--- Bloco de texto ---
De largada o doutor começou a falar que tinha uma clínica psiquiátrica que vinha passando por dificuldades, pois tinha apenas 50 % dos leitos ocupados e estes eram de clientes de convênio, cuja rentabilidade era pequena. Tinha bolado já um plano de fazer anúncios em VEJA SP e de colocar um imenso "back light" na frente da clínica para atrair clientes e queria saber se eu poderia ajudá-lo na criação.
Lembrei de uma frase que o amigo José Xavier Borges Jr. sempre diz: "Mas vale uma resposta errada para uma pergunta certa, do que uma resposta certa para uma pergunta errada." E era o caso. O cliente em questão, que além de médico de loucos estava pronto a cometer uma insanidade, pois se achava conhecedor do assunto, tinha pronta em sua cabeça um diagnóstico calcado na definição errada que se tem do marketing, que é o ato de fazer publicidade ou propaganda, como se esta fosse a única forma de de obter clientes. Para não alongar muito a discussão disse que seria necessário que eu conhecesse a clínica para poder entender melhor o produto e comunicá-lo de forma adequada.
Pedi que fosse realizada uma reunião entre eu e os seis sócios da clínica para "colher dados".
--- Trechos de dados ---
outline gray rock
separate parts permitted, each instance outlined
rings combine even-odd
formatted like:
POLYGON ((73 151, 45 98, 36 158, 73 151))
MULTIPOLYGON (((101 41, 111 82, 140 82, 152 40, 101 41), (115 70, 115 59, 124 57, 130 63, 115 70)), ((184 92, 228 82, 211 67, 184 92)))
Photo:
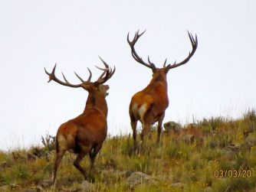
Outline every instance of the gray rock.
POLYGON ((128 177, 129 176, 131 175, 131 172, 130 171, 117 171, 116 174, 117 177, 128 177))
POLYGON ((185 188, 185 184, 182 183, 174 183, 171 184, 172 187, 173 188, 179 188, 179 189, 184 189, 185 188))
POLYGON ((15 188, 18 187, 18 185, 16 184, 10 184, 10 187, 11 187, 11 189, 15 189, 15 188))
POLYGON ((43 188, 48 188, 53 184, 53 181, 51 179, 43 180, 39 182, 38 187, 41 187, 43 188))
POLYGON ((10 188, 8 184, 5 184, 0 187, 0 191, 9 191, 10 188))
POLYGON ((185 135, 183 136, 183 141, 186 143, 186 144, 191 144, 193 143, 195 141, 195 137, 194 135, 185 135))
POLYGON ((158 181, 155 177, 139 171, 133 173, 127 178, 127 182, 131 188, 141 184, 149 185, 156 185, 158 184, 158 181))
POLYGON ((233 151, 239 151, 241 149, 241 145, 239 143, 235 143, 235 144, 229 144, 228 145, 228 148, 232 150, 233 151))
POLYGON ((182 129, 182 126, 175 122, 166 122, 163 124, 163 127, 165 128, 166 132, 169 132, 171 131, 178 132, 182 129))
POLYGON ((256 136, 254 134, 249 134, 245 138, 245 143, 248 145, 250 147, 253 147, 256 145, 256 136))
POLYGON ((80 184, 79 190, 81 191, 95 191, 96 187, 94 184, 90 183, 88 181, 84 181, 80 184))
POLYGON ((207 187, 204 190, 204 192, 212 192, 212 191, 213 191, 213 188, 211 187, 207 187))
---
--- Trechos de dados ---
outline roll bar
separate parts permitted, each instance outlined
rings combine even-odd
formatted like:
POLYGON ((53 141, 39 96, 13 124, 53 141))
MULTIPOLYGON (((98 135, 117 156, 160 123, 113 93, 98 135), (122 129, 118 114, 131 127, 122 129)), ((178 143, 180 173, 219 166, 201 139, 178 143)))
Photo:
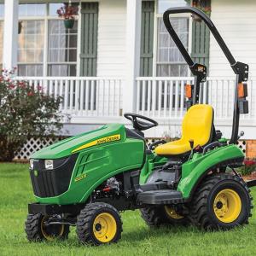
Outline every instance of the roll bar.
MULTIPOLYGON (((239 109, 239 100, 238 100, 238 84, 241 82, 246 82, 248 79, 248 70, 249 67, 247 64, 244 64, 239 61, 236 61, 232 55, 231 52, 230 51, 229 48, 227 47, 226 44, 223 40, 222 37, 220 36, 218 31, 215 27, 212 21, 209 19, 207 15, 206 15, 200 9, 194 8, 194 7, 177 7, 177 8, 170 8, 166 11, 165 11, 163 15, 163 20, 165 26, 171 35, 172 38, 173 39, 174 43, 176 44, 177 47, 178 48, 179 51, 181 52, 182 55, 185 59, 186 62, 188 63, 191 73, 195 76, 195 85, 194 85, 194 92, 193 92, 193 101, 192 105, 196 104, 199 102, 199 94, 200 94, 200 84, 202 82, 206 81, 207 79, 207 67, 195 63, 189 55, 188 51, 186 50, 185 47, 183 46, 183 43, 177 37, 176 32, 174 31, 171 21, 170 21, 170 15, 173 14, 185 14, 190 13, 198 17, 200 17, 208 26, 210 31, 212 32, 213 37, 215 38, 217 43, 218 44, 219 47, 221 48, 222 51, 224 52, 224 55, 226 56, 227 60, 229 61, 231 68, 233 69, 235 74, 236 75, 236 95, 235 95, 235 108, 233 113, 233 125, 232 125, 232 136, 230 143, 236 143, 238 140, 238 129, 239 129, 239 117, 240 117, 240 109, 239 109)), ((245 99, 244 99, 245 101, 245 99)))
---
O que se pede.
Responda com base no relato sobre a clínica psiquiátrica:
1. Que porcentagem dos leitos da clínica estava ocupada?
2. Em que publicação o médico planejava fazer anúncios?
3. Quantos sócios da clínica deveriam participar da reunião pedida para "colher dados"?
As linhas não têm nenhum papel nesta atividade.

Solução.
1. 50 % dos leitos.
2. Na VEJA SP.
3. Seis sócios.